Write the material out again exactly.

* **Data listing**:
##########
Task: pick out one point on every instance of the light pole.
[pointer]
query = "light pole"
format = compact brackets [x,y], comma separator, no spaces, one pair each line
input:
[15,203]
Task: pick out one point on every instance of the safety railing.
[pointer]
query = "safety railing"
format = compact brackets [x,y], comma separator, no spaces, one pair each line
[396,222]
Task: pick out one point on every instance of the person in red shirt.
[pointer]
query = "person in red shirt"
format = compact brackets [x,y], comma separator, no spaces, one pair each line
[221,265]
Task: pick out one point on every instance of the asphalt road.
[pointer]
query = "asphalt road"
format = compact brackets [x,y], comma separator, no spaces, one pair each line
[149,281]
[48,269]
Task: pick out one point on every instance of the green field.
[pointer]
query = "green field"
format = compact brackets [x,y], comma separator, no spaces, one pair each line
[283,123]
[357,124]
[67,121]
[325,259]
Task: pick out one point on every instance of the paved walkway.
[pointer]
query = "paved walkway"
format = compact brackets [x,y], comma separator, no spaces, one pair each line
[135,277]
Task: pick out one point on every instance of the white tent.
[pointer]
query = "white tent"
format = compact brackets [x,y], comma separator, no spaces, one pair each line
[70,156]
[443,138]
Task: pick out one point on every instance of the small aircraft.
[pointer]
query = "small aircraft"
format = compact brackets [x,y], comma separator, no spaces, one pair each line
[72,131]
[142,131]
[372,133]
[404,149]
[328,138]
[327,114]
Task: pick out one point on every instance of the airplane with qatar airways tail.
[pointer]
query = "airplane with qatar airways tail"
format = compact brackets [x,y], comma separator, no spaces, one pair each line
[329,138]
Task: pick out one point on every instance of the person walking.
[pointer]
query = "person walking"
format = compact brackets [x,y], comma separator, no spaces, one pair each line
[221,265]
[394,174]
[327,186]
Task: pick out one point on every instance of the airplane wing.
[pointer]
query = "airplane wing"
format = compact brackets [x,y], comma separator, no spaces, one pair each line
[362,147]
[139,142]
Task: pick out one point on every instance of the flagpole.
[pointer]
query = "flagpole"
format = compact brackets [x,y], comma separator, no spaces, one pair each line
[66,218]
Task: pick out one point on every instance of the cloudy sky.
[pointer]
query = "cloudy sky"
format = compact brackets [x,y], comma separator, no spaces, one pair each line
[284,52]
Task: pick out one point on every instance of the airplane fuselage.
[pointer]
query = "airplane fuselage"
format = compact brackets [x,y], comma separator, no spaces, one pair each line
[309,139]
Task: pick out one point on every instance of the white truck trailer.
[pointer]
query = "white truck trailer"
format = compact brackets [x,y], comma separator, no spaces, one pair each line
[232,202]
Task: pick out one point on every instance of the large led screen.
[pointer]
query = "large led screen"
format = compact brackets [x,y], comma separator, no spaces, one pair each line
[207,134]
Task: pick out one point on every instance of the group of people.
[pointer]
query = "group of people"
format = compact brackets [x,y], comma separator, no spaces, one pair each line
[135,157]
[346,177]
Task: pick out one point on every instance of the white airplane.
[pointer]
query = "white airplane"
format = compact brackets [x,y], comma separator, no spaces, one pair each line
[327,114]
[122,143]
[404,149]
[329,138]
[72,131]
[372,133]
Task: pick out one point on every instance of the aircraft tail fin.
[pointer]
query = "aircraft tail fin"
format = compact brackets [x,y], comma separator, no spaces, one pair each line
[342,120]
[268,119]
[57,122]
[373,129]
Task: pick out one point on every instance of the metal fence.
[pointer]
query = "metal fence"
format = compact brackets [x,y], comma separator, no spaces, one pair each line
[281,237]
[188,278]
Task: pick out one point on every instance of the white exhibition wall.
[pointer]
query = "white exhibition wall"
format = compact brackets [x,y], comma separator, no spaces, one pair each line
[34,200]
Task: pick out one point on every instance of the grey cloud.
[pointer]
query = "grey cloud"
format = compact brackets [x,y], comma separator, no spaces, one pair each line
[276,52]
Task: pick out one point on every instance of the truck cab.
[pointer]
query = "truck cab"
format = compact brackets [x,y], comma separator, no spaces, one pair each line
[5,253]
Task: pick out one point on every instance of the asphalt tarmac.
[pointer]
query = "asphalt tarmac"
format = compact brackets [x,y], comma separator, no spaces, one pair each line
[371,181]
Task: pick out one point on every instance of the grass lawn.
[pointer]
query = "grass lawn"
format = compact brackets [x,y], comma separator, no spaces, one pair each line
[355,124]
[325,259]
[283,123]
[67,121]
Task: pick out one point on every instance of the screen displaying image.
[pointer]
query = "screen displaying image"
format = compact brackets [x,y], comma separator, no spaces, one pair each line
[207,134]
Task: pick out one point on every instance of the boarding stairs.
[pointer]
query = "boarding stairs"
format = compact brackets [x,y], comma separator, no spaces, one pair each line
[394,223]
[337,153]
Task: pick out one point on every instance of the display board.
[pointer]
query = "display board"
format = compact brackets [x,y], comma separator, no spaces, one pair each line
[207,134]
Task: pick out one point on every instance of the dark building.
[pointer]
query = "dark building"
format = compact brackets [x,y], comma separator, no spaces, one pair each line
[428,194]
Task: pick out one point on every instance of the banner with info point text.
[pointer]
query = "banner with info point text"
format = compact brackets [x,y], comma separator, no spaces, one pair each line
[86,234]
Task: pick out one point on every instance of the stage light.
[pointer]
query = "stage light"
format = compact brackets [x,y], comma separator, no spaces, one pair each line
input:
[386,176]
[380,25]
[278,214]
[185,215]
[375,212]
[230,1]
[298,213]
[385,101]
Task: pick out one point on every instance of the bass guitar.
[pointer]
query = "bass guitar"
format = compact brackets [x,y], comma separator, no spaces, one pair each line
##########
* **Expected output**:
Task: pick out one point on every instance of the light pole.
[pointer]
query = "light pole"
format = compact brackets [x,y], comma separator, no spaces, one pair each line
input:
[15,203]
Task: pick out one point on every instance of the safety railing.
[pointer]
query = "safety railing"
format = compact brackets [x,y], comma separator, no spaces, one pair each line
[396,222]
Task: pick out one point on every instance of the person in red shirt.
[pointer]
query = "person in red shirt"
format = compact brackets [x,y], comma separator, no spaces, one pair each line
[221,265]
Task: pick out one point on every instance of the asphalt road.
[pointer]
query = "asphalt road"
format = compact brackets [x,y], comma separator, no spaces, one pair each line
[149,281]
[48,269]
Task: pick out one point on every instance of the green field.
[pointer]
query = "green field"
format = compact brackets [x,y], comma separator, no spaces, one pair each line
[283,123]
[357,124]
[67,121]
[325,259]
Task: pick out one point on every instance of the paved walkway.
[pointer]
query = "paved walkway"
format = compact brackets [x,y], comma separator, no spaces, one pair each line
[135,277]
Task: pick out one point on every instance of the white tent.
[pointer]
query = "white tent"
format = compact brackets [x,y], comma separator, no spaces, one pair each line
[70,156]
[443,138]
Task: pick out one point on every instance of the small aircraft.
[pointer]
query = "small aircraft"
format = compact brackets [x,y], comma separator, no spaces, one pair each line
[72,131]
[142,131]
[372,133]
[404,149]
[328,138]
[327,114]
Task: pick out one point on every instance of the airplane with qatar airways tail.
[pointer]
query = "airplane with qatar airways tail"
format = compact brackets [x,y], comma separator, no spaces, one pair each line
[329,138]
Task: pick out one point on every instance of the person walking.
[pointer]
query = "person walking"
format = compact brackets [x,y], comma separator, no spaces, one pair each line
[221,265]
[394,174]
[327,186]
Task: pick out one point on every instance of the airplane wing.
[pointer]
query = "airplane wing"
format = compact brackets [x,y], comma separator, no spaces, one pair each line
[362,147]
[139,142]
Task: pick out one point on every instance of the flagpole.
[pointer]
query = "flagpole"
format = compact brackets [x,y], comma separator, no spaces, one pair each line
[66,218]
Task: pick out one point on every instance of the cloudy sky.
[pointer]
query = "cloudy sky"
format = compact brackets [x,y], comma separator, no spaces, one pair each line
[284,52]
Task: pick out one point on every instance of the airplane fuselage.
[pointer]
query = "airplane fuselage"
format = compact brackets [x,y], comma separator, no spaces, one pair each line
[309,139]
Task: pick out one point on every instance of the white truck trailer.
[pointer]
query = "white truck trailer"
format = compact brackets [x,y], comma separator, no spaces, one pair each line
[232,202]
Task: pick out one point on every instance of the large led screen.
[pointer]
query = "large led screen"
format = compact brackets [x,y], comma separator, no spaces, one pair each line
[207,134]
Task: pick out one point on every instance of the group of people.
[pointer]
query = "group of people"
format = compact brackets [x,y], comma separator, no spaces, one pair each line
[135,157]
[346,177]
Task: pick out one point on every instance of the white airplane.
[pointer]
query = "white airplane"
format = compact brackets [x,y], comma separator, no spaces, one pair each line
[327,114]
[122,143]
[404,149]
[329,138]
[72,131]
[372,133]
Task: pick out one point on every instance of the aircraft tail fin.
[pointer]
query = "aircraft tail fin"
format = compact brackets [x,y], comma separator, no spaces, one pair each line
[342,120]
[268,119]
[57,122]
[373,129]
Task: pick out one point on every instance of the metal fence.
[pointer]
query = "metal fence"
format = compact brackets [x,y], comma separator, no spaces, one pair each line
[281,237]
[188,278]
Task: pick out one point on every instance of the white exhibition wall.
[pointer]
query = "white exhibition wall"
format = compact brackets [x,y], comma separator, no spaces, one pair each line
[34,200]
Task: pick out one point on every instance of the grey cloud.
[pointer]
query = "grey cloud"
format = compact brackets [x,y], comma separator, no spaces, one pair each line
[276,52]
Task: pick out one point on every instance of the truck cab.
[pointer]
query = "truck cab"
format = compact brackets [x,y], comma separator, no spaces, one pair each line
[5,253]
Task: pick out one point on every instance of the asphalt tarmac.
[pointer]
query = "asphalt tarmac"
format = compact brackets [x,y], comma separator, no spaces, one pair each line
[371,181]
Task: pick out one point on every instance of the grass lawn.
[pointer]
query = "grass lawn"
format = compact brackets [x,y], comma separator, no spaces, one pair each line
[355,124]
[325,259]
[283,123]
[67,121]
Task: pick out one point on every instance of the screen displaying image.
[pointer]
query = "screen displaying image"
format = compact brackets [x,y], comma separator, no spaces, one pair each line
[207,134]
Task: pick out one point on every instance of the boarding stairs.
[pointer]
query = "boarding stairs"
format = compact brackets [x,y], comma separator, no spaces, one pair each line
[394,223]
[337,153]
Task: pick out one point on every instance of the display board.
[pointer]
query = "display board"
format = compact brackets [x,y], comma separator, no spaces, one pair each line
[207,134]
Task: pick out one point on every instance of the dark building.
[pointer]
query = "dark building"
format = compact brackets [x,y], comma separator, no spaces, one pair each line
[428,194]
Task: pick out one point on every instance of the banner with info point text.
[pointer]
query = "banner with info point text"
format = compact brackets [x,y], comma separator, no spaces, one pair each line
[86,234]
Task: pick out one point on every instance of the stage light.
[pointer]
query = "stage light"
format = compact brackets [x,y], comma separator, no spaces, one pair each line
input:
[386,176]
[380,25]
[278,214]
[185,215]
[375,212]
[230,1]
[298,213]
[385,101]
Task: pick out one point on every instance of the bass guitar.
[pointer]
query = "bass guitar"
format = compact brackets [x,y], comma separator, no spaces, one pair each line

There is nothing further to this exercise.